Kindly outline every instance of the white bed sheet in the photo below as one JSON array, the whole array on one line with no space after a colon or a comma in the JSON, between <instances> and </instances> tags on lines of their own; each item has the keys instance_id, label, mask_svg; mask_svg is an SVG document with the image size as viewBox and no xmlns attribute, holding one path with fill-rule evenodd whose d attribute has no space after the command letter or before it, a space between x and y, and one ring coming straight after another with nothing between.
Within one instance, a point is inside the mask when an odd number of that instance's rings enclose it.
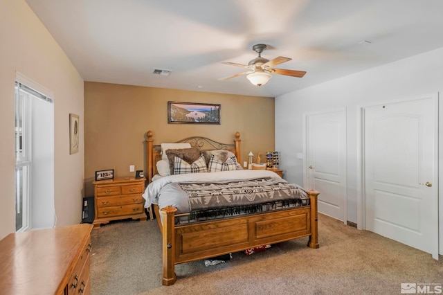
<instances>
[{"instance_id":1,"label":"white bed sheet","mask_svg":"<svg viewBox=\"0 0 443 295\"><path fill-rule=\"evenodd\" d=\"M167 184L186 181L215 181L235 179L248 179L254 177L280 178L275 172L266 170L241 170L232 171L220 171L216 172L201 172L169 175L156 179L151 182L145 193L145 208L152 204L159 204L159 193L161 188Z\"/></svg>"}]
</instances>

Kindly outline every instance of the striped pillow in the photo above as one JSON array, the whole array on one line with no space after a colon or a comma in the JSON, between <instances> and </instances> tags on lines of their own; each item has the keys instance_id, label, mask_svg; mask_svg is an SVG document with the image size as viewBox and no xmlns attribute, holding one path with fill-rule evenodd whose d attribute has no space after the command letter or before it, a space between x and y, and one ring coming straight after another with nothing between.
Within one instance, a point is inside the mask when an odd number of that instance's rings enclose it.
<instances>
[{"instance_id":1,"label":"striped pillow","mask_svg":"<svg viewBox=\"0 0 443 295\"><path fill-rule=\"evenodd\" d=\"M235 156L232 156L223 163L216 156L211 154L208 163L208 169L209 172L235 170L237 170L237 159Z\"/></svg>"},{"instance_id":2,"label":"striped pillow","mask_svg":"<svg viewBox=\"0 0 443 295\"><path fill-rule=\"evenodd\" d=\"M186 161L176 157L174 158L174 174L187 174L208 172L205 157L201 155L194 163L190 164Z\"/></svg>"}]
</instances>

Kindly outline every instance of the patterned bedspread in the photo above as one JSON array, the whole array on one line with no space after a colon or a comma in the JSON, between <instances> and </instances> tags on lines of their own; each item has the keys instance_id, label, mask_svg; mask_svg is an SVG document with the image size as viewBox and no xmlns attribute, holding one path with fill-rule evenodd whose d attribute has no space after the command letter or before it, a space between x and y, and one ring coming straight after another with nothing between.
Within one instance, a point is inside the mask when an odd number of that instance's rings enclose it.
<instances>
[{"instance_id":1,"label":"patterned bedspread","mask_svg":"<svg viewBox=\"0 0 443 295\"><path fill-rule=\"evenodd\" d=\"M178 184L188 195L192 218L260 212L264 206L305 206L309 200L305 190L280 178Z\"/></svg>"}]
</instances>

• • • • • • •

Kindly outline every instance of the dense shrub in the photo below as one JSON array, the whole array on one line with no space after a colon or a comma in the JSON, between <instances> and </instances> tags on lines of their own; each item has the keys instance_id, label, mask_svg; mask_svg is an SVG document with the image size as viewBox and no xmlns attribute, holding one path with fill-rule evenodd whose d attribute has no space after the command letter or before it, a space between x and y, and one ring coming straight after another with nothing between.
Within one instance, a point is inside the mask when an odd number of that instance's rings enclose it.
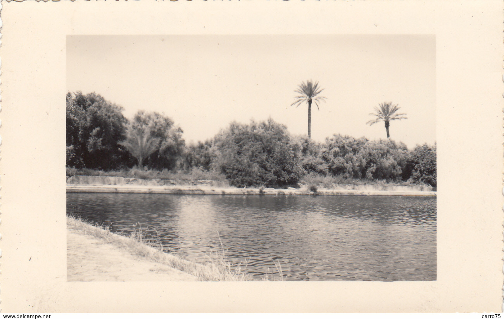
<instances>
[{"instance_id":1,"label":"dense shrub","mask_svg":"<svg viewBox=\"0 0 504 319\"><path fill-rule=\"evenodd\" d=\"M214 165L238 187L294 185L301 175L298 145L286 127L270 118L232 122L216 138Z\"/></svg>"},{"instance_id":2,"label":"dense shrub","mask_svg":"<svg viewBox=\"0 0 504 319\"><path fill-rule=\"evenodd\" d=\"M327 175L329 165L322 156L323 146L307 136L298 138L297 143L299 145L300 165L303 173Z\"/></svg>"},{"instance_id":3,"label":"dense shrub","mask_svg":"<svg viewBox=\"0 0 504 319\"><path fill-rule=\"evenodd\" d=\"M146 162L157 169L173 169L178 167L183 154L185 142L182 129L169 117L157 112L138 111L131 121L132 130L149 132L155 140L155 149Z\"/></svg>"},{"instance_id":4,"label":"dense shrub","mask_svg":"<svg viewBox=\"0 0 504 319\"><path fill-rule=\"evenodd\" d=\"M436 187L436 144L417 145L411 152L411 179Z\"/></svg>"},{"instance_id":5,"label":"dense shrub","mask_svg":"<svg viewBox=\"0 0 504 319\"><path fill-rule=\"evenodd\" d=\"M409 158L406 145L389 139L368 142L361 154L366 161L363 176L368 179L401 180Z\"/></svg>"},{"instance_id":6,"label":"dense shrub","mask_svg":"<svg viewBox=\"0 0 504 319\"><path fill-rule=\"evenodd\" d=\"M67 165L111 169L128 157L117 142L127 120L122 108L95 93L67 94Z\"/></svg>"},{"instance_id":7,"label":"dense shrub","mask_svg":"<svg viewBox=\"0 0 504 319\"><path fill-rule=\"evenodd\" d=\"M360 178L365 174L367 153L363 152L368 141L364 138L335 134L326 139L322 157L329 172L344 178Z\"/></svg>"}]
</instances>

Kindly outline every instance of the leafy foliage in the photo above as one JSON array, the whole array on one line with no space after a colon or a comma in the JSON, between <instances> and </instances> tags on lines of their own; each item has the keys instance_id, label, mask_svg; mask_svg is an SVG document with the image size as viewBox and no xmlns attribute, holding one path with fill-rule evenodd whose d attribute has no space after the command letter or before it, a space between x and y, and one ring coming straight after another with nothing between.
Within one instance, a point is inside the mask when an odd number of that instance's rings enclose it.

• • • • • • •

> Task goal
Collect every line in the records above that contains the word "white" and copy each one in full.

> The result
Kindly outline every instance of the white bed sheet in the photo below as one JSON array, the whole array on one line with no space after a colon or a comma in the JSON, between <instances> and </instances> tags on lines of their own; each item has the keys instance_id, label, mask_svg; mask_svg is an SVG document with the image size as viewBox and no xmlns attribute, holding one path with fill-rule evenodd whose d attribute has no space after the command letter or before it, a space between x and y, and one ring coming straight after another with nothing between.
[{"instance_id":1,"label":"white bed sheet","mask_svg":"<svg viewBox=\"0 0 443 295\"><path fill-rule=\"evenodd\" d=\"M167 184L186 181L215 181L235 179L248 179L254 177L280 178L275 172L266 170L241 170L232 171L220 171L216 172L201 172L169 175L156 179L151 182L145 193L145 208L152 204L159 204L159 193L161 188Z\"/></svg>"}]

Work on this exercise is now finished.